Jamaah Haji Dilarang Tiga Hal: Jidal, Rafast, dan Fusuq, Apa Itu?

HAJI:Jamaah haji Indonesia tahun 2024.foto:dok/jatengpos

JATENGPOS. CO. ID, SEMARANG – Ada tiga hal yang dilarang bagi orang yang menunaikan ibadah haji. Pertama, dilarang Jidal (berbantah-bantahan), kedua dilarang Rafast (berkata mesum atau berbuat mesum), dan ketiga dilarang Fusuq (mencela atau menzholimi).

Menurut Sekretaris Divisi Kajian Al-Qur’an dan Hadis Majelis Tarjih dan Tajdid PP Muhammadiyah Aly Aulia, bagi yang telah menetapkan niat untuk melaksanakan ibadah haji, yang ditandai dengan memakai pakaian ihram, dijelaskan dalam firman Allah ada tiga larangan. Apabila ketiga larangan ini atau salah satunya dilanggar, maka ibadah hajinya akan rusak bahkan terancam batal.

Pertama, orang yang sedang berhaji dilarang jidal. Aly menyebut jidal ialah berbantahan atau bertengkar yang menimbulkan kemarahan. Mencela seseorang juga termasuk jidal. Mereka yang sedang berhaji dilarang keras untuk menyakiti hati orang lain. Pertengkaran hanya akan merusak persaudaraan dan mengotori hati pelakunya.

**DATA TERSEDIA**:
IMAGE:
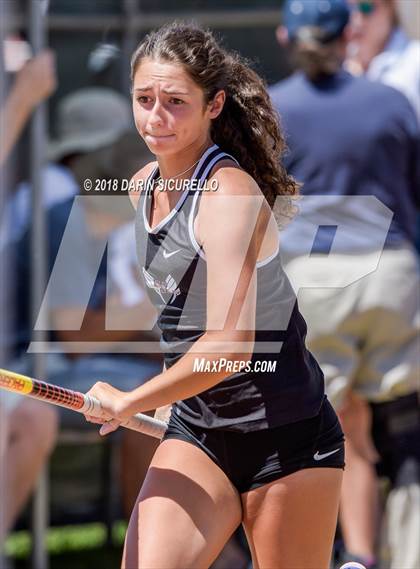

**INSTRUKSI**:
Apa saja larangan bagi orang yang menunaikan ibadah haji menurut artikel tentang larangan haji di atas, dan apa arti masing-masing sesuai keterangan dalam tanda kurung?

**JAWABAN SOAL**:
1. Jidal: berbantah-bantahan
2. Rafast: berkata mesum atau berbuat mesum
3. Fusuq: mencela atau menzholimi